Selected extract
>>>>>
# Real or Fake? Vintage Mountain Bike Race, Guy gets tossed off bridge....



## Pimpride (Nov 14, 2005)




----------



## centershot (Nov 21, 2008)

That looks a bit staged to me................remindes me of a time back in the early '90's, I was riding in a race (White Knob Challenge in Makay, ID) where a guy fell off of an old mining tressle bridge and fell some 30 feet into the creek/rocks below. Wonder what happened to that guy, it had to hurt.


----------



## Henrythewound (Jul 1, 2007)

The first push looked WWF-like against the ropes


----------



## TheChanMan (May 4, 2011)

super fake


----------



## jyanz (Jul 10, 2011)

definitely fake


----------



## Varaxis (Mar 16, 2010)

I find it totally believable. 99.9% certain that it's real. I'd like to read all the reasons why people think it's fake.

I see it as those particular fans being really into the race, big on competitive spirit and justice

Left rider (video viewer's left) cornered side by side and his arm was uncomfortably close behind/under the other rider's. Other rider nudged him and that must've seriously pissed off the left rider and he retaliated with a push. Fans rushed in and exacted justice and helped clear enough of a path for the rest of the riders.

Considering how short tempered some folk are of people walking tough trails and blocking the way of AM riders plowing through or even a slow driver on a single lane mountain road that's taking their sweet ass time and not going on the turn-outs and purposely pissing off followers who may be tail-gating. Maybe the leather jacket dude got pissed about the biker grabbing his jacket when he was pushed and that it was just a spur-of-the-moment decision to push him over the edge. Skinny bike rider probably weighs a buck thirty and shouldn't be a problem to roll over the edge by someone that size.



> The first push looked WWF-like against the ropes


Check his feet. He ended up that way cause his foot landed in his wheel and he got it out ASAP. He was most likely thinking about collisions with the number of riders coming up from behind (he had his eye on them the whole time) and not wanting to be in the way nor have his bike hit with his foot trapped in it.


----------
<<<<<
Listed records
>>>>>
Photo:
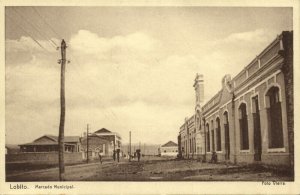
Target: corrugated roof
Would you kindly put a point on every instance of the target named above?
(170, 144)
(54, 140)
(103, 130)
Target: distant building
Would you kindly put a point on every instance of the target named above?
(169, 149)
(113, 137)
(96, 145)
(12, 149)
(251, 118)
(49, 143)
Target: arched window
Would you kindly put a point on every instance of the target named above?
(207, 138)
(212, 136)
(218, 134)
(274, 118)
(227, 137)
(244, 139)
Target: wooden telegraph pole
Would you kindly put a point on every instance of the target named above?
(129, 145)
(62, 113)
(87, 143)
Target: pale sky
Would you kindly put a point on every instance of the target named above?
(132, 68)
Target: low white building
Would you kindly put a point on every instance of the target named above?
(169, 149)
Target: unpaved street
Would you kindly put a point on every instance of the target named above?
(153, 169)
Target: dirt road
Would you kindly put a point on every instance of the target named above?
(152, 170)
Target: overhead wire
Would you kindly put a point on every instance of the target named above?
(52, 43)
(26, 32)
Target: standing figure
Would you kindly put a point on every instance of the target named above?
(118, 155)
(138, 152)
(100, 157)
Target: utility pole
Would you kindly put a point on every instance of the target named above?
(129, 146)
(87, 143)
(62, 113)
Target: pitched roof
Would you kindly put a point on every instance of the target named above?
(170, 144)
(52, 140)
(103, 130)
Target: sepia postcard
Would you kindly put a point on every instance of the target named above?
(149, 97)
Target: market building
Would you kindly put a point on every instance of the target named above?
(169, 149)
(49, 143)
(113, 137)
(251, 118)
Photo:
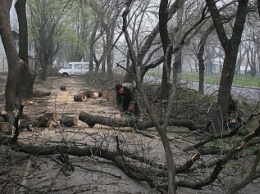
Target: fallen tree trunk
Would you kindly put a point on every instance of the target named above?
(45, 120)
(91, 120)
(79, 97)
(41, 93)
(63, 88)
(68, 121)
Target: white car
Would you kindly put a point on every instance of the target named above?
(74, 68)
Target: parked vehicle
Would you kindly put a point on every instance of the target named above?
(74, 68)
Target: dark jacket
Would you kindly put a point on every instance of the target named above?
(128, 98)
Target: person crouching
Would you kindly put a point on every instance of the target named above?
(126, 101)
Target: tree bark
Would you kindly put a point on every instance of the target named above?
(230, 46)
(68, 121)
(28, 76)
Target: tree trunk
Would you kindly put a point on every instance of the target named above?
(201, 59)
(15, 65)
(231, 50)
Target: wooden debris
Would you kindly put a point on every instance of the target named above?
(63, 88)
(91, 120)
(45, 120)
(79, 97)
(85, 92)
(6, 127)
(68, 121)
(41, 93)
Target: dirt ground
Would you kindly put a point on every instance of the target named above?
(22, 173)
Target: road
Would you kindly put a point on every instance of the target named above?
(247, 93)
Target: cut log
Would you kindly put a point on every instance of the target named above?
(3, 112)
(6, 127)
(63, 88)
(41, 93)
(79, 97)
(2, 118)
(94, 95)
(68, 121)
(91, 120)
(85, 92)
(45, 120)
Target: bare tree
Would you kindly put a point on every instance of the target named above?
(26, 88)
(16, 66)
(47, 19)
(230, 46)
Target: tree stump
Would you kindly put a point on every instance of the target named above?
(45, 120)
(94, 95)
(91, 120)
(85, 92)
(79, 97)
(2, 119)
(68, 121)
(41, 93)
(6, 128)
(63, 88)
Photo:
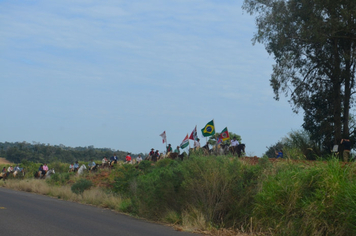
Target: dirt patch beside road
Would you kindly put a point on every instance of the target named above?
(4, 161)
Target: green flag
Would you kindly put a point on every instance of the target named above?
(209, 129)
(185, 142)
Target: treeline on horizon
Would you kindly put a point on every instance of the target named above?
(17, 152)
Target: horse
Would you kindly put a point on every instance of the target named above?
(93, 168)
(49, 173)
(4, 176)
(237, 149)
(81, 169)
(39, 175)
(20, 173)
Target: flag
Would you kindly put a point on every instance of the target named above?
(209, 129)
(194, 134)
(164, 137)
(185, 142)
(224, 135)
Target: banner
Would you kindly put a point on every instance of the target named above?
(194, 134)
(164, 137)
(209, 129)
(185, 142)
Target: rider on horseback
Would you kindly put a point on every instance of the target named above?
(113, 159)
(91, 164)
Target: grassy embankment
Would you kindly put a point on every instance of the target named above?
(210, 193)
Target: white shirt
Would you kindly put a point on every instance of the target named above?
(234, 143)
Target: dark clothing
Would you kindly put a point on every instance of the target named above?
(154, 157)
(347, 144)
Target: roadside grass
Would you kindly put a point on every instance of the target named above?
(221, 195)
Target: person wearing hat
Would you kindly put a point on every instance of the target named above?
(196, 144)
(169, 149)
(128, 158)
(113, 159)
(138, 159)
(45, 167)
(104, 161)
(155, 156)
(234, 142)
(10, 169)
(71, 167)
(177, 150)
(91, 164)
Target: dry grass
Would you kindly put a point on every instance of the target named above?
(94, 196)
(4, 161)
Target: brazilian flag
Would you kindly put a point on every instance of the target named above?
(209, 129)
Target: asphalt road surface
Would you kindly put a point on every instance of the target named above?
(24, 214)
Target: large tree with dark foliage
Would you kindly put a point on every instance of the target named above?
(313, 43)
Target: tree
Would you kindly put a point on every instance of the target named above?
(313, 43)
(212, 139)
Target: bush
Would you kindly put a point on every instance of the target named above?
(80, 186)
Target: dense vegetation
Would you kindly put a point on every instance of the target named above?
(37, 152)
(313, 44)
(287, 197)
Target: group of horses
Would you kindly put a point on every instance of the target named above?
(220, 149)
(15, 174)
(40, 175)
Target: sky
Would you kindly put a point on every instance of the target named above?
(116, 74)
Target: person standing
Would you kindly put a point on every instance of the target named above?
(104, 161)
(91, 164)
(196, 144)
(177, 150)
(347, 148)
(10, 169)
(155, 156)
(76, 166)
(113, 159)
(71, 167)
(138, 159)
(128, 158)
(45, 167)
(169, 149)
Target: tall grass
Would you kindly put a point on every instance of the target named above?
(95, 196)
(218, 192)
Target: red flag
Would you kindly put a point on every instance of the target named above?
(194, 134)
(164, 137)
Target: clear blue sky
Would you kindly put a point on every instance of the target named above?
(117, 74)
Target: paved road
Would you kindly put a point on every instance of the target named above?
(26, 214)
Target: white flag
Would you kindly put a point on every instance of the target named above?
(163, 135)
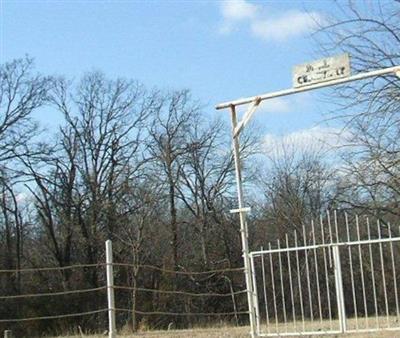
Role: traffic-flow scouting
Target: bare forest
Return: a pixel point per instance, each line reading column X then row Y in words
column 154, row 172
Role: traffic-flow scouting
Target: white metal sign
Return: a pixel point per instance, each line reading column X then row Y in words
column 322, row 70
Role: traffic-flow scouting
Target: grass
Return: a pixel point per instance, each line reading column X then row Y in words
column 243, row 331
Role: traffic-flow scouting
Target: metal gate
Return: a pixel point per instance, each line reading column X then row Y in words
column 334, row 277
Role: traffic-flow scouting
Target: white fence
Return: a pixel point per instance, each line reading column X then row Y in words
column 333, row 278
column 111, row 294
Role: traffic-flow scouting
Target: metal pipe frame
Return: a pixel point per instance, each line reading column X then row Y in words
column 237, row 127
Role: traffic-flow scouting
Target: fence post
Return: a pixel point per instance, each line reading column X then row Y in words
column 339, row 288
column 112, row 332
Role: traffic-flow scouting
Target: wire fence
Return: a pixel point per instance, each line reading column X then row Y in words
column 107, row 294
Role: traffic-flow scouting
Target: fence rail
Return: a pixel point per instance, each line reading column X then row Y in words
column 109, row 286
column 328, row 280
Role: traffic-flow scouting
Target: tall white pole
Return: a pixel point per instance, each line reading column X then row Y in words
column 339, row 289
column 243, row 225
column 112, row 331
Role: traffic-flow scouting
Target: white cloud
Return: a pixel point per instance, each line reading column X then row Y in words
column 315, row 138
column 241, row 13
column 238, row 10
column 290, row 24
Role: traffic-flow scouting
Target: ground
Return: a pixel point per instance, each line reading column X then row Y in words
column 240, row 332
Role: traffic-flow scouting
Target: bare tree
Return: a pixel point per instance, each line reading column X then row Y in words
column 168, row 144
column 370, row 109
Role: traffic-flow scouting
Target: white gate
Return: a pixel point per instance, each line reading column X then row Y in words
column 329, row 278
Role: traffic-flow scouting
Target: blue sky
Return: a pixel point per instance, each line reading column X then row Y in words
column 220, row 50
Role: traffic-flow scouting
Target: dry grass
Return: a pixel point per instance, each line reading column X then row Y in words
column 236, row 332
column 243, row 331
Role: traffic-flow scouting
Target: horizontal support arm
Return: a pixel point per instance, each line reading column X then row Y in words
column 394, row 70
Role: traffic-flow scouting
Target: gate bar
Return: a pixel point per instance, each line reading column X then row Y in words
column 395, row 70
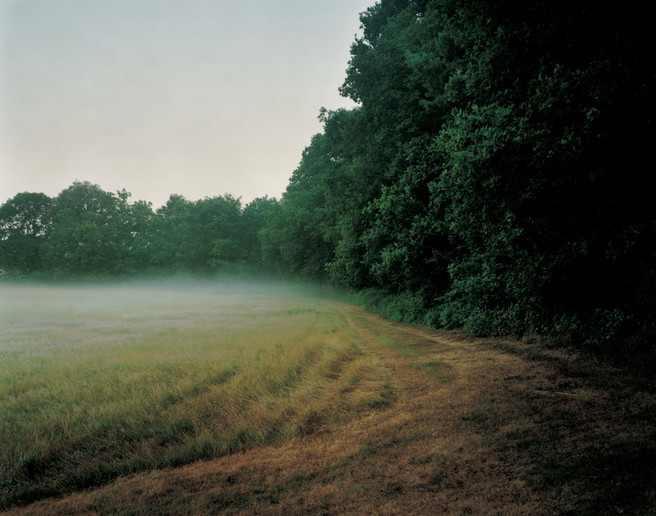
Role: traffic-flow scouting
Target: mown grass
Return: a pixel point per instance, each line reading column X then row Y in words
column 98, row 384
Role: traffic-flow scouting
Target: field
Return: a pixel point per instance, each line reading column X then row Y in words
column 200, row 398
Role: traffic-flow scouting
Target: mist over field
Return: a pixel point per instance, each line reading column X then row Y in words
column 104, row 312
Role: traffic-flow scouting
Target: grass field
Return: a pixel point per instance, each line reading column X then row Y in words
column 198, row 399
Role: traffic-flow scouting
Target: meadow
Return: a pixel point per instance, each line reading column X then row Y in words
column 97, row 382
column 205, row 398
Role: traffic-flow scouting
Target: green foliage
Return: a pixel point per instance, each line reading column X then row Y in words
column 506, row 149
column 24, row 222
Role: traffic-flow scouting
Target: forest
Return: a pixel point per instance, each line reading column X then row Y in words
column 496, row 177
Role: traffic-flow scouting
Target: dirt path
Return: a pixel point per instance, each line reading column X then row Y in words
column 466, row 426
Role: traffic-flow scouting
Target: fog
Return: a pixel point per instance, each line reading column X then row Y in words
column 38, row 319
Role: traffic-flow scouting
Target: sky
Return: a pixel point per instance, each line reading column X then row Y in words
column 192, row 97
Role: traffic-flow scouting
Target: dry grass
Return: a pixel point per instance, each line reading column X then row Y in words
column 413, row 421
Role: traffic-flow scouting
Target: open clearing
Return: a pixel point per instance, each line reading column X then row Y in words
column 202, row 400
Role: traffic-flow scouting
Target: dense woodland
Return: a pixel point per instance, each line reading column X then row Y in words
column 496, row 176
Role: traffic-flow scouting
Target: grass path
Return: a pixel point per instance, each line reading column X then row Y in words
column 462, row 426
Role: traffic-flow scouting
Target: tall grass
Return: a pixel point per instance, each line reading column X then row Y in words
column 93, row 391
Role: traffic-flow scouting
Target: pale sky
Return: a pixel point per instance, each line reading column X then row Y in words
column 192, row 97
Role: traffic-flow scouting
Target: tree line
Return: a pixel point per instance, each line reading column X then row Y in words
column 496, row 176
column 87, row 231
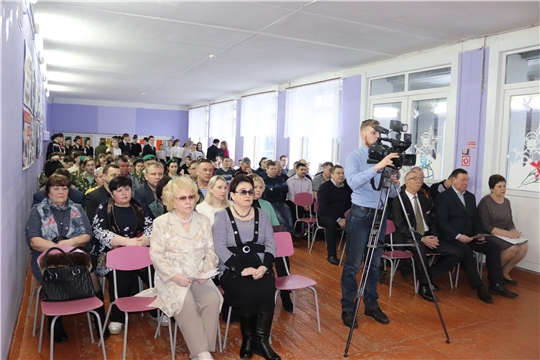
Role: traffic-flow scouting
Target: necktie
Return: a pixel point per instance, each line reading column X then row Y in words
column 419, row 222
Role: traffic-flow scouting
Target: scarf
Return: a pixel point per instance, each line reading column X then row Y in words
column 49, row 226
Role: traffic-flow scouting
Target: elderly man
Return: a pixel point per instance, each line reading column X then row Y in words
column 321, row 178
column 459, row 223
column 334, row 201
column 146, row 194
column 418, row 210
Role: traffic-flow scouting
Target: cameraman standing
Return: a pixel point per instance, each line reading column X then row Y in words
column 359, row 222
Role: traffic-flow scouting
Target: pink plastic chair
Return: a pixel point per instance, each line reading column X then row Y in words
column 130, row 258
column 395, row 256
column 62, row 308
column 292, row 282
column 305, row 199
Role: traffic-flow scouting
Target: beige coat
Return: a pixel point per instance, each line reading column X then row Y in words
column 173, row 251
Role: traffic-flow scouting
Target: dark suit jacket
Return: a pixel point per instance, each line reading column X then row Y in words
column 453, row 218
column 125, row 148
column 93, row 200
column 144, row 195
column 148, row 149
column 74, row 195
column 401, row 222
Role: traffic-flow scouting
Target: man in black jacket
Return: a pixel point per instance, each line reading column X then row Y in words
column 458, row 222
column 102, row 193
column 421, row 218
column 213, row 150
column 334, row 199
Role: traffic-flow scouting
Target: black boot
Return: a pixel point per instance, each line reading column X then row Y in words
column 262, row 347
column 101, row 312
column 286, row 300
column 247, row 325
column 59, row 333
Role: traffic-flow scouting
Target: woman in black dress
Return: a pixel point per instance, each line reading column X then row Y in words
column 244, row 243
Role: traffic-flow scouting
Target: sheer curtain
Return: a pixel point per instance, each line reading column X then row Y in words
column 198, row 124
column 222, row 123
column 258, row 125
column 312, row 122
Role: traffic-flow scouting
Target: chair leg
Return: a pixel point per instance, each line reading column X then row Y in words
column 41, row 332
column 32, row 293
column 227, row 326
column 125, row 335
column 317, row 308
column 90, row 327
column 35, row 311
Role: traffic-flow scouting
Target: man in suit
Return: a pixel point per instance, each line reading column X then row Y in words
column 417, row 209
column 146, row 194
column 458, row 222
column 149, row 149
column 125, row 145
column 213, row 150
column 101, row 194
column 74, row 195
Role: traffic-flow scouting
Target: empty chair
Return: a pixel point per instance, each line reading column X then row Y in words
column 293, row 282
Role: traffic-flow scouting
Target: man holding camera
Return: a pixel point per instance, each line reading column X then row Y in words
column 359, row 222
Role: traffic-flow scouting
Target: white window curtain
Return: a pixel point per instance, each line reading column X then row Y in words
column 198, row 122
column 258, row 125
column 312, row 121
column 222, row 120
column 314, row 109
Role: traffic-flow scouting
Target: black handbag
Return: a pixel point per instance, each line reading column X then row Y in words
column 68, row 278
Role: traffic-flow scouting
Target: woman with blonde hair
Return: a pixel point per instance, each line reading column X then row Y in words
column 182, row 252
column 216, row 198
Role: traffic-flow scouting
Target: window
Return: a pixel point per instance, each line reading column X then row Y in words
column 222, row 124
column 523, row 67
column 258, row 125
column 312, row 121
column 198, row 125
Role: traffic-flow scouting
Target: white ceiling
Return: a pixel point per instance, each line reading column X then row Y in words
column 116, row 51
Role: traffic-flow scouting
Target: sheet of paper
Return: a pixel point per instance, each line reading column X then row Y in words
column 519, row 240
column 208, row 275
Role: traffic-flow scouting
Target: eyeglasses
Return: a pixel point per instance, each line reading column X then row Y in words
column 245, row 192
column 184, row 198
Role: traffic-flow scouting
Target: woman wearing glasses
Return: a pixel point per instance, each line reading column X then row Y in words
column 182, row 252
column 244, row 243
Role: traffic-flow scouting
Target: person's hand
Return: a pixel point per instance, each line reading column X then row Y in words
column 259, row 272
column 182, row 280
column 387, row 161
column 248, row 271
column 431, row 241
column 465, row 239
column 202, row 281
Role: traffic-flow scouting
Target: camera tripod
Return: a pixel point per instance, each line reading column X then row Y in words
column 387, row 183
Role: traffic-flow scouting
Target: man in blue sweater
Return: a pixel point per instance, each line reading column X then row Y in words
column 334, row 200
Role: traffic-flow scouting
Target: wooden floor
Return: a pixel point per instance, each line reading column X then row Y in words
column 506, row 329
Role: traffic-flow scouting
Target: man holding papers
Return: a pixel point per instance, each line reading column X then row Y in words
column 496, row 215
column 458, row 222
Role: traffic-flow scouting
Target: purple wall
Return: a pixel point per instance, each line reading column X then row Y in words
column 350, row 116
column 16, row 185
column 117, row 120
column 282, row 143
column 471, row 114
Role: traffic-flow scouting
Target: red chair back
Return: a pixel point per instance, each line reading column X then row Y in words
column 303, row 199
column 128, row 258
column 284, row 245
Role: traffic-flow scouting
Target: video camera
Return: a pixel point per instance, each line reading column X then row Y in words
column 379, row 151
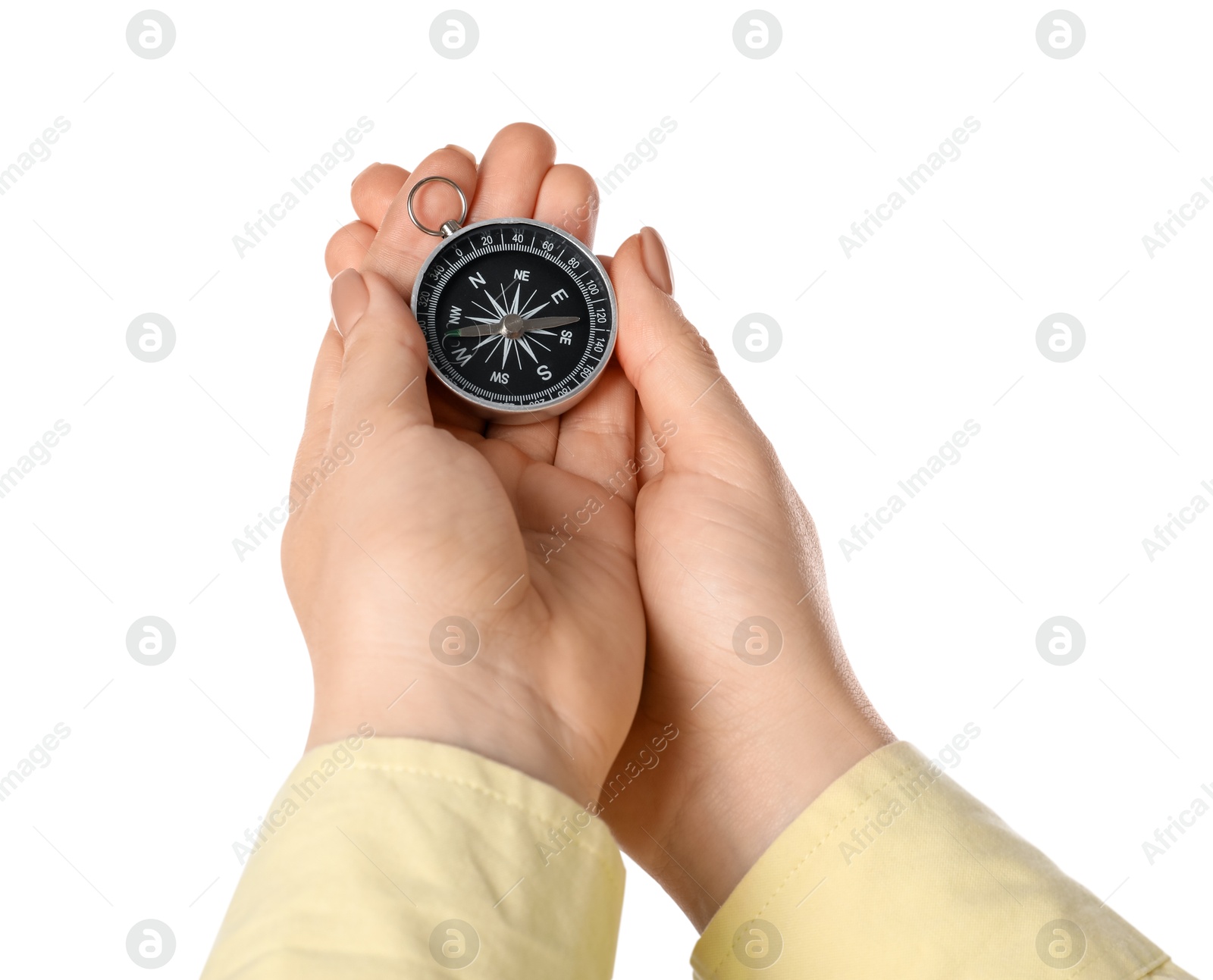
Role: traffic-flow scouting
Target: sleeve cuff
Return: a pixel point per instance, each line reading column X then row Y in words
column 387, row 858
column 897, row 871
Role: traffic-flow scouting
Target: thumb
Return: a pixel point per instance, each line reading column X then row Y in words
column 385, row 361
column 671, row 365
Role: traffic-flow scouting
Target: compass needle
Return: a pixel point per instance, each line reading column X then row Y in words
column 515, row 286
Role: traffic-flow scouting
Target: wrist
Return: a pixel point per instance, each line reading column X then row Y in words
column 729, row 814
column 425, row 703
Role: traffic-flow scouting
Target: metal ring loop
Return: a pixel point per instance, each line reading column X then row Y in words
column 418, row 187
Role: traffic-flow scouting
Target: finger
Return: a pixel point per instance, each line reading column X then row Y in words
column 384, row 369
column 452, row 412
column 349, row 248
column 317, row 422
column 537, row 440
column 597, row 436
column 374, row 191
column 400, row 246
column 512, row 171
column 568, row 198
column 648, row 448
column 672, row 368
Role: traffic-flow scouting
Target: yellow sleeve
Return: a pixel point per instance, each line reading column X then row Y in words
column 897, row 872
column 390, row 858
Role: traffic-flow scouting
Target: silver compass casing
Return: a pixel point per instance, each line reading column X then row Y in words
<<<<<
Problem set
1. Answer from the forum thread:
(a) In which race was centershot riding in the early '90s?
(b) What did Henrythewound say the first push looked like?
(c) How certain does Varaxis say he is that the video is real?
2. Update the rows by replacing "Would you kindly" with "Please" and changing nothing else. Begin at the line that has "Target: large tree with dark foliage" and stop after the line that has "column 334, row 277". Give only those lines, and leave the picture out.
The forum thread and the rows are unrelated.

Final results
1.
(a) The White Knob Challenge in Makay, ID.
(b) It looked WWF-like against the ropes.
(c) 99.9% certain.

2.
Target: large tree with dark foliage
Please put a point on every instance of the target named above?
(313, 43)
Target: tree
Please put a point on every instance of the target named above?
(313, 43)
(212, 139)
Target: bush
Please put a point on every instance of the target named above?
(80, 186)
Target: dense vegetation
Please put a point on every instance of the target named above?
(37, 152)
(313, 44)
(287, 197)
Target: group of horses
Please put a point on every instance of the target named above?
(220, 149)
(15, 174)
(40, 175)
Target: sky
Please put a point on every instance of the target named above?
(116, 74)
Target: person standing
Please put a point on every instance of the target named above?
(104, 161)
(91, 164)
(196, 144)
(177, 150)
(347, 148)
(10, 169)
(155, 156)
(76, 166)
(113, 159)
(71, 167)
(138, 159)
(128, 158)
(45, 167)
(169, 149)
Target: tall grass
Please put a point on every instance of the target named above?
(95, 196)
(218, 192)
Target: red flag
Please put a point on every instance of the target named above?
(194, 134)
(164, 137)
Target: clear blue sky
Please put a point on every instance of the target named above?
(117, 74)
Target: paved road
Please put a point on every instance of the target named above?
(26, 214)
Target: white flag
Please put a point on every instance of the target named above?
(163, 135)
Role: traffic-flow scouting
Target: bare forest
Return: a pixel point per instance, each line reading column X then row Y in words
column 154, row 172
Role: traffic-flow scouting
Target: white metal sign
Return: a pixel point per instance, each line reading column X then row Y in words
column 322, row 70
Role: traffic-flow scouting
Target: grass
Return: a pixel point per instance, each line reading column X then row Y in words
column 243, row 331
Role: traffic-flow scouting
Target: metal gate
Return: a pixel point per instance, each line reading column X then row Y in words
column 334, row 277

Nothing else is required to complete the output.